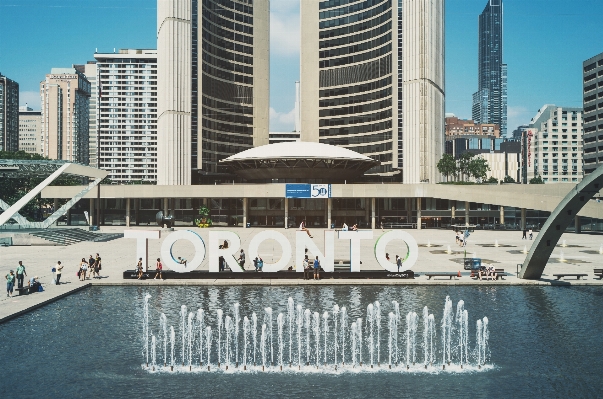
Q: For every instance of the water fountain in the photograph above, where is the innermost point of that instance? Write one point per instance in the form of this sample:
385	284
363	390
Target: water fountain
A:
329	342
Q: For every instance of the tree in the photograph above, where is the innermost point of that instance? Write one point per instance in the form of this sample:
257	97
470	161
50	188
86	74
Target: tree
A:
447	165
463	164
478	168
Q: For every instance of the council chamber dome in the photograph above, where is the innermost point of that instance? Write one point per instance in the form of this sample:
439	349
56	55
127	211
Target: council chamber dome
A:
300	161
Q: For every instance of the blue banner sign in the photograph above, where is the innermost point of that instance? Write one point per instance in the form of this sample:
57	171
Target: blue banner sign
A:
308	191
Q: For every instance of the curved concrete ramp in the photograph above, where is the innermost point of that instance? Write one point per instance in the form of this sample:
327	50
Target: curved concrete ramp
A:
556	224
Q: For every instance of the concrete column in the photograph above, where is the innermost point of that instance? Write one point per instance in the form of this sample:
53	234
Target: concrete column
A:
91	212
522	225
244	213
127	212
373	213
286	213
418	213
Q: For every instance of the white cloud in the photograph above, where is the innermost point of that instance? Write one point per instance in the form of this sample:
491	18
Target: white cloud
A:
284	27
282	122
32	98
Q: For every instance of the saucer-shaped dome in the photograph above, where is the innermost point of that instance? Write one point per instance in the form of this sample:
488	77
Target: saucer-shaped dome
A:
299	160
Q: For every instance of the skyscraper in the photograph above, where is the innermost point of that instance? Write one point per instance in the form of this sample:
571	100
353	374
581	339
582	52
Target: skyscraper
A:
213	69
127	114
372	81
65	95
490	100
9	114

********

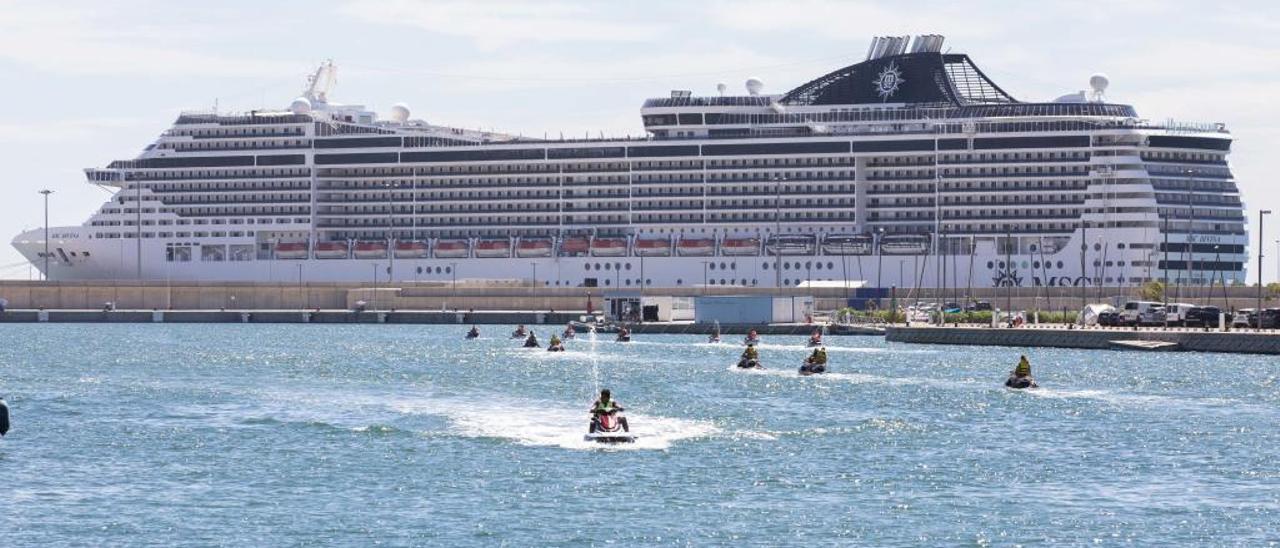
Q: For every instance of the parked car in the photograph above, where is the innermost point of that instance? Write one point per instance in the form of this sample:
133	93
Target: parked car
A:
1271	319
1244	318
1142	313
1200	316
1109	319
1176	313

********

▶ _Instructions for the task_:
If a line in the records above has the word "curved", copy it out.

▶ _Finished exercise_:
Q: For every instance of the curved concrete ramp in the photograph above, where is the innermost point of that instance? Write one point per instance in the form of this sample:
Target: curved concrete ramp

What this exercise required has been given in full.